THE PROBLEM
Rewrite every line from the start of the records through the line containing "point(112, 111)", requests included. Scale each coordinate in the answers by 0.3 and round it to a whole number, with halves going up, but keep all numbers in the requests and their sample points as they are.

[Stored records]
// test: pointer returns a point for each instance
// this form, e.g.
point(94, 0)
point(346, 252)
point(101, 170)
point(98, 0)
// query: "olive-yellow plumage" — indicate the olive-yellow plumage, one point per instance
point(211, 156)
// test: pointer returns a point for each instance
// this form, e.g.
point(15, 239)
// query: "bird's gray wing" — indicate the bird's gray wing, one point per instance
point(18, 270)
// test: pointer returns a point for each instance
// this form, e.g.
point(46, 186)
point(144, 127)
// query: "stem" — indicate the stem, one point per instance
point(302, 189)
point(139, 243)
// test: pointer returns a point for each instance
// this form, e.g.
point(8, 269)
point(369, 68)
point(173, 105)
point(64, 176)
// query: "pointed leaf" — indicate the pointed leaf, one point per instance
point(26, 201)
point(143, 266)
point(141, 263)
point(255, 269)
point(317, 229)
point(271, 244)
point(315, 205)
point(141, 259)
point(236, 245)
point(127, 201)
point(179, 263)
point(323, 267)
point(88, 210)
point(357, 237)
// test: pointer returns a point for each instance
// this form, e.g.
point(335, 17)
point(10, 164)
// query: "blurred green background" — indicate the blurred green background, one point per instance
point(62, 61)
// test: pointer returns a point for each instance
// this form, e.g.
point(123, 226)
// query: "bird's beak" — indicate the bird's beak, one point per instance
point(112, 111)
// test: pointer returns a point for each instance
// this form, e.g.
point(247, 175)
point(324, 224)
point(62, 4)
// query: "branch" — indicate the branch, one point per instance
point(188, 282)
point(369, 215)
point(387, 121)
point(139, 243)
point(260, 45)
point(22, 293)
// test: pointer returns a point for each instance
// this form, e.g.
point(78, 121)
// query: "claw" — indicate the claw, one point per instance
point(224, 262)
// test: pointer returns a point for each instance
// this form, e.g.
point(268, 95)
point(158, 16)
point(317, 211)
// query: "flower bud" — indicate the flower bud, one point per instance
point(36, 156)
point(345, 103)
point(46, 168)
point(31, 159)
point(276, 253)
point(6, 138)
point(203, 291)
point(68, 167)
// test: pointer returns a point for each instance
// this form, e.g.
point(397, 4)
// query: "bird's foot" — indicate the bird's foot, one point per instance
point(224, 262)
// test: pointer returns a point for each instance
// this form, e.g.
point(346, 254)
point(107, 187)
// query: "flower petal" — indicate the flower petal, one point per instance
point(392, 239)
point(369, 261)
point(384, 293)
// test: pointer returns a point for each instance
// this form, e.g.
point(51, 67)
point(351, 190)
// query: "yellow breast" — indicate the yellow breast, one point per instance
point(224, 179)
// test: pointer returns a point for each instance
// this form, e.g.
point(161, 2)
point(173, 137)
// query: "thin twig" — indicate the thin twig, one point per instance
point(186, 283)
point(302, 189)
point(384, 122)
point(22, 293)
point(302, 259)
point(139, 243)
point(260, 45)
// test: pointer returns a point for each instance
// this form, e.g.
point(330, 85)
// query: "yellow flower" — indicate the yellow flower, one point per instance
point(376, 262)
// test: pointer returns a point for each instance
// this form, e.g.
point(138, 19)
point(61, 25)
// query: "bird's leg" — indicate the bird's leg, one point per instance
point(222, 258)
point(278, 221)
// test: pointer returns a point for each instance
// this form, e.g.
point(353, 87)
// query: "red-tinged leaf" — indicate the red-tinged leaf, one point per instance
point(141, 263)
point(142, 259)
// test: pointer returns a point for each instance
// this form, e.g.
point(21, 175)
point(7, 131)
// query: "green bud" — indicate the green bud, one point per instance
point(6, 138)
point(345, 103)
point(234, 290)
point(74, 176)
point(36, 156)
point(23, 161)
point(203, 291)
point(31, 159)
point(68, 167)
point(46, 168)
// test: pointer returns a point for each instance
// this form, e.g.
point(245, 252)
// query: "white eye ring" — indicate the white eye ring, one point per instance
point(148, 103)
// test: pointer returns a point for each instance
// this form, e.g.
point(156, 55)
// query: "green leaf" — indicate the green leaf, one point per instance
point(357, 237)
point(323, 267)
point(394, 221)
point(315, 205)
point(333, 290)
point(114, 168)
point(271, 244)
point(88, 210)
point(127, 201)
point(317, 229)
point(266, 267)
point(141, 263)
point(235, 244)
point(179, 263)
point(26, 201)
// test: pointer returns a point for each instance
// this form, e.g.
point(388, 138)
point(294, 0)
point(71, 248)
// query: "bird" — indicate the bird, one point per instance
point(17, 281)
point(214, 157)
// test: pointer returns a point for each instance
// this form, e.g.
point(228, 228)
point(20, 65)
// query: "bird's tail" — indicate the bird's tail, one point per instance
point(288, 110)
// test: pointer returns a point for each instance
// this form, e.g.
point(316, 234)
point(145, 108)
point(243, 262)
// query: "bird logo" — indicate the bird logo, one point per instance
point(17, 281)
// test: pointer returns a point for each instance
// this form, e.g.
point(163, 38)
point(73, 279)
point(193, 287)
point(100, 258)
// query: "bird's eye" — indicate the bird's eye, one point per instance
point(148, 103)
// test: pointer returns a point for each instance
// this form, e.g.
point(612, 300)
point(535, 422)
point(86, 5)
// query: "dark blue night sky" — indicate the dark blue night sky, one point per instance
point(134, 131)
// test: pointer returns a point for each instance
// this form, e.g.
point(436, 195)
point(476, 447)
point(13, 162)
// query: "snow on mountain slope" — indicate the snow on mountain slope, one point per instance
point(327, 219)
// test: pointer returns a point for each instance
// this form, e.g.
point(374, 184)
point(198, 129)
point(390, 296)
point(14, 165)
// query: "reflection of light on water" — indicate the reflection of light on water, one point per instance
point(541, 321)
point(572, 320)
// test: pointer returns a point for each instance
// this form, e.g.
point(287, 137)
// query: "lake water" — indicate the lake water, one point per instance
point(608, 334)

EXERCISE RESPONSE
// test: pointer returns a point for each instance
// this form, e.g.
point(94, 0)
point(346, 252)
point(101, 170)
point(98, 0)
// query: "olive-yellow plumage" — indicate the olive-yellow plumage, one point per instance
point(63, 47)
// test: pointer returns a point for each instance
// this form, e.g.
point(15, 239)
// query: "bird's gray wing" — indicate the bird's gray wing, one point per instance
point(5, 81)
// test: pointer returns a point for each instance
// this form, e.g.
point(46, 186)
point(144, 127)
// query: "stem" — indicate the stem, one point per instance
point(91, 57)
point(42, 73)
// test: pointer returns a point for each instance
// this form, e.g.
point(8, 269)
point(369, 68)
point(173, 105)
point(64, 176)
// query: "pointed leaf" — indicate the pointed leaf, one point per instance
point(8, 60)
point(43, 80)
point(42, 79)
point(77, 81)
point(95, 69)
point(81, 73)
point(95, 62)
point(42, 78)
point(71, 74)
point(38, 60)
point(54, 79)
point(97, 80)
point(26, 63)
point(107, 71)
// test: pointer returns a point for each instance
// this form, e.g.
point(335, 17)
point(10, 164)
// query: "blurred green background" — indicate the blurred green background, one point per instance
point(19, 18)
// test: pointer returns a point for each instance
// this form, e.g.
point(123, 226)
// query: "bird's beak" — indicate the bird's beak, one point per instance
point(34, 33)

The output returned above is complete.